- Instructions to follow
Could you write out every line of the entries below word for word, leaving the pictures out of your answer?

- Exercise inputs
--- start ---
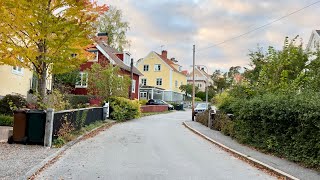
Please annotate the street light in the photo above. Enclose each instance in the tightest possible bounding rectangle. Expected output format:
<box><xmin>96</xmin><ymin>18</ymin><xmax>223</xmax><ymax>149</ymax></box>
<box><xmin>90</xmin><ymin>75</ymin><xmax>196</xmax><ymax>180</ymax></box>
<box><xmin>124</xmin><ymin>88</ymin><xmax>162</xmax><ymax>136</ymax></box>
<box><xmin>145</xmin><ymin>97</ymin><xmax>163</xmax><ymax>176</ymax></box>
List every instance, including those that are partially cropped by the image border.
--- end ---
- Task solution
Please annotate the street light in the photo above. Enclose each instance in the tightest possible bounding rectangle. Expected output format:
<box><xmin>96</xmin><ymin>18</ymin><xmax>223</xmax><ymax>149</ymax></box>
<box><xmin>90</xmin><ymin>75</ymin><xmax>196</xmax><ymax>180</ymax></box>
<box><xmin>124</xmin><ymin>88</ymin><xmax>162</xmax><ymax>136</ymax></box>
<box><xmin>145</xmin><ymin>97</ymin><xmax>163</xmax><ymax>176</ymax></box>
List every instance, including those that are partially cropped by the image border.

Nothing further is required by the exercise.